- _Texte source_
Sans en prendre conscience, je tenais là un principe essentiel : que tout est fait d’assemblage. Principe dont ne déroge aucune science. Car le savoir est un gigantesque assemblage de théories qui sont souvent réfutables. Et ces théories tiennent avec de la colle conceptuelle. Parfois elles se brisent et l’on tente comme on peut de recoller les morceaux. Et nous découvrons alors, dans ce montage imparfait, une nouvelle théorie.

A présent je ne construis plus de maquettes ; je colle seulement les morceaux d’une vie qui se perd dans des souvenirs infinis et labyrinthiques.

(Décembre 2021)

Il y a des moments

Il y a des moments où tout me semble confus. Cela m’arrive surtout en soirée. Là, des sensations se télescopent pour produire des états étranges où il me semble qu’il n’y a plus rien à attendre du lendemain. Un peu comme si j’avais vécu des milliers de vies et qu’il ne me restait à présent plus rien à voir, plus aucune expérience nouvelle à traverser. Ces sensations m’assaillent la plupart du temps entre 20h00 et 23h00. Durant ce laps de temps, je peux écouter la radio, parcourir des revues ou tenter de lire un livre, tout me parait insignifiant. Les informations qui me parviennent alors me semblent anciennes et usées jusqu’à la corde. Il n’y a plus d’effet de nouveauté et je plonge dans une lassitude extrême. Comme un magnétophone monté en boucle, c’est toujours le même discours que j’entends à la radio. Ce n’est pas même une voix qui semblerait provenir d’un lointain passé, non. Juste une sorte de brève portion de temps qui tourne sans cesse pour revenir au même point de départ. Ceci sous une lumière blafarde de lampe à basse consommation qui ne peut rivaliser avec l’éclairage du soleil. Ça tourne, ça tourne sans cesse, telle une soucoupe volante, avec la même irréalité qui me tient pourtant éveillé.

Durant les longues soirées d’hiver, la consistance du réel s’évapore un peu plus pour laisser la place à de vagues souvenirs d’enfance joueuse où rire et être amoureux avaient encore du sens. A présent tout m’apparaît comme à travers un verre translucide, où je ne vois que des ombres incertaines bouger devant mon regard éteint. C’était avant, à l’époque où les objets brillaient, où les couleurs étaient magiques et les odeurs enivrantes. C’était un temps où demain me paraissait infiniment loin et où le présent portait l’empreinte d’une plénitude totale. Les leçons de choses emplissaient alors toute ma vie et je m’émerveillais devant la nature grandiose. Aujourd’hui je ne retrouve plus cette majesté des arbres qui me fascinait tant lorsque j’étais enfant. L’indifférence s’est installée en moi comme une seconde nature. Tout vire à l’état de transparence et mon regard ne se pose plus sur les choses. Une transparence floutée qui ne laisse plus discerner la réalité des objets de la vie. Tout passe dans une sorte de brouillard informe et sombre.

- _Données fournies_
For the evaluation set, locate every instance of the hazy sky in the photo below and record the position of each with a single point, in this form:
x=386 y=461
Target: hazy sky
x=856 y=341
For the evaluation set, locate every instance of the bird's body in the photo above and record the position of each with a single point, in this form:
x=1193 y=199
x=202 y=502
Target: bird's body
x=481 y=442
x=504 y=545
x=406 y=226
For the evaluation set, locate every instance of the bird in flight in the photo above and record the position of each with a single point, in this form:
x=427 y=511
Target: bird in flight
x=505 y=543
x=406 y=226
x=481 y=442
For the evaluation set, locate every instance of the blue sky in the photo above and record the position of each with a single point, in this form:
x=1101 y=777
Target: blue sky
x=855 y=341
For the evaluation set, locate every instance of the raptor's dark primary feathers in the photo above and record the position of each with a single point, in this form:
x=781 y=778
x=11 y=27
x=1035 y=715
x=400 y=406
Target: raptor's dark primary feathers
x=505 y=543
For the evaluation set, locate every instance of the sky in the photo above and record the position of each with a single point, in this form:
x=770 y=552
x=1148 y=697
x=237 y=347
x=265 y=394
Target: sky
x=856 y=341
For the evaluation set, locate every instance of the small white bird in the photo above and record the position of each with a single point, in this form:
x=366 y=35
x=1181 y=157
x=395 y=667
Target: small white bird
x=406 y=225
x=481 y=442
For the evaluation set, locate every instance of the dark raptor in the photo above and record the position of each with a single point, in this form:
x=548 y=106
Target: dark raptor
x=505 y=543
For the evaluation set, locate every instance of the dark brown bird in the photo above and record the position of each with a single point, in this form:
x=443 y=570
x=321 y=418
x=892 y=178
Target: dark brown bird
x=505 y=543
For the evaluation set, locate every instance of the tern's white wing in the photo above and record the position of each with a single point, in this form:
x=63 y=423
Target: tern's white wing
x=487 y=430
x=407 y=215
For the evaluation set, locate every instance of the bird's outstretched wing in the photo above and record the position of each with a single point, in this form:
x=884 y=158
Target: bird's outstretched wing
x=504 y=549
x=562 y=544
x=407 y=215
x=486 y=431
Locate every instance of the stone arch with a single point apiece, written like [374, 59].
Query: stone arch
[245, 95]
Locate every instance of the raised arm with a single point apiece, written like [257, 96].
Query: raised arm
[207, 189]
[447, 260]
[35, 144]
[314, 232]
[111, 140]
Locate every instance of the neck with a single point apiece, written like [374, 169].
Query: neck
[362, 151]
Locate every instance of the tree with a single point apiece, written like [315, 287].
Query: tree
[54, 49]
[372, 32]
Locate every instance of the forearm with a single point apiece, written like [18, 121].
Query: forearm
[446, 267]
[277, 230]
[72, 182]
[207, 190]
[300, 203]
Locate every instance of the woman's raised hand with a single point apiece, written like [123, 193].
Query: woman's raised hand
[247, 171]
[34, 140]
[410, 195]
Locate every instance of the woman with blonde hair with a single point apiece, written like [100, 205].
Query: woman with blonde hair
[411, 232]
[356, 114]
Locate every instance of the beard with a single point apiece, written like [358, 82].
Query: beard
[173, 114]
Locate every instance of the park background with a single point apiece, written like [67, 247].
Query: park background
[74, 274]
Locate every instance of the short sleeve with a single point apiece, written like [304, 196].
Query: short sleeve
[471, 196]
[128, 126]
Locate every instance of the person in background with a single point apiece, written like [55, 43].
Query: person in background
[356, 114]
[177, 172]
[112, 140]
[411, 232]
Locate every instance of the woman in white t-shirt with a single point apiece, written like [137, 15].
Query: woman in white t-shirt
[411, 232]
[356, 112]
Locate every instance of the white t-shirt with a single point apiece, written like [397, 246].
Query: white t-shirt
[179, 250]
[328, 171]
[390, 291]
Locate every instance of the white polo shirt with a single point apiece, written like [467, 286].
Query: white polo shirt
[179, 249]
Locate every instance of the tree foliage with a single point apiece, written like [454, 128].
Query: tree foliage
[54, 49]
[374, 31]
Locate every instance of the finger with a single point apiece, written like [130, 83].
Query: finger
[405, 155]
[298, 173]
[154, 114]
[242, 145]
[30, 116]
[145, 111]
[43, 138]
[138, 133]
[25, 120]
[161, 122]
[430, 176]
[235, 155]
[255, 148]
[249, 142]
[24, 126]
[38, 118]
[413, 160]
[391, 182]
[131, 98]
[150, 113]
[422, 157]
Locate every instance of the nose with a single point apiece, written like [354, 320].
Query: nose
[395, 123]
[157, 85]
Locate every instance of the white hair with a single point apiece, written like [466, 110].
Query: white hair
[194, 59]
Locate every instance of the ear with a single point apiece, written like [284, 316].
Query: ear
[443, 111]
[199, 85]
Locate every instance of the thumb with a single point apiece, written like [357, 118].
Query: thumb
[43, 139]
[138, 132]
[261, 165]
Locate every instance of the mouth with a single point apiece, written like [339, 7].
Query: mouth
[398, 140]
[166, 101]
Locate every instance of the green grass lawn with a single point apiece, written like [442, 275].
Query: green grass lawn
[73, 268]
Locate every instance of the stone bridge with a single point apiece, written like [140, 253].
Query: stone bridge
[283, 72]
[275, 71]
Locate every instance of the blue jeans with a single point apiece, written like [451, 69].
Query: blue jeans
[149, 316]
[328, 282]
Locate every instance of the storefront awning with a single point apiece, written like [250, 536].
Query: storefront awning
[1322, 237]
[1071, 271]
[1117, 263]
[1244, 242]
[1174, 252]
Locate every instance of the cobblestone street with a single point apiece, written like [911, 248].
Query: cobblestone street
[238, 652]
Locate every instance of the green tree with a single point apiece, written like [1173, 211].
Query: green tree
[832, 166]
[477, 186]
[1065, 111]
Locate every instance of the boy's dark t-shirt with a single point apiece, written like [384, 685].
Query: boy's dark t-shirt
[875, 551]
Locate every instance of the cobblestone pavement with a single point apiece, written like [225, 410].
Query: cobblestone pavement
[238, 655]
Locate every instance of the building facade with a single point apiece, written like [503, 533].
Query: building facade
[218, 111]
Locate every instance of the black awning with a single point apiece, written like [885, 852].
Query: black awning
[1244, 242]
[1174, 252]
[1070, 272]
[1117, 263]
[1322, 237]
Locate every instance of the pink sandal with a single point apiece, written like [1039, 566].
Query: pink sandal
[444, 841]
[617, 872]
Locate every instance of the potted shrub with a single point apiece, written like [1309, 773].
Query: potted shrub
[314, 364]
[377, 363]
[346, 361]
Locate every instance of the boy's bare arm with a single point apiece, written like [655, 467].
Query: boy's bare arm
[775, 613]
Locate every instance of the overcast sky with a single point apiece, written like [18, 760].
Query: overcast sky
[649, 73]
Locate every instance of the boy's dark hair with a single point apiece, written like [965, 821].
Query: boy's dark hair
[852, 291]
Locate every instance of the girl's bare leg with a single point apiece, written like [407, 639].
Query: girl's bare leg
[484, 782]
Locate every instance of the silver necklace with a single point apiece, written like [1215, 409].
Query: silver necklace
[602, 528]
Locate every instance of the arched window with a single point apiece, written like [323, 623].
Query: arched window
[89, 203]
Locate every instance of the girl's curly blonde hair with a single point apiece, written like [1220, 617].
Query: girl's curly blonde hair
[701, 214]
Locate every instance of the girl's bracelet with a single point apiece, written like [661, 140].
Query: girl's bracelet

- _Travail à faire_
1/ Répondez à ces questions sur le texte source :
(a) D'après le texte, avec quoi les théories tiennent-elles ?
(b) Entre quelles heures les sensations décrites surviennent-elles la plupart du temps ?
(c) À travers quoi tout apparaît-il à présent dans le dernier paragraphe ?
2/ Recopiez le passage du texte source, depuis « Sans en prendre » jusqu'à « (Décembre 2021) ».

- _Corrigé de l'exercice_
1/
(a) Avec de la colle conceptuelle.
(b) Entre 20h00 et 23h00.
(c) À travers un verre translucide.

2/
Sans en prendre conscience, je tenais là un principe essentiel : que tout est fait d’assemblage. Principe dont ne déroge aucune science. Car le savoir est un gigantesque assemblage de théories qui sont souvent réfutables. Et ces théories tiennent avec de la colle conceptuelle. Parfois elles se brisent et l’on tente comme on peut de recoller les morceaux. Et nous découvrons alors, dans ce montage imparfait, une nouvelle théorie.

A présent je ne construis plus de maquettes ; je colle seulement les morceaux d’une vie qui se perd dans des souvenirs infinis et labyrinthiques.

(Décembre 2021)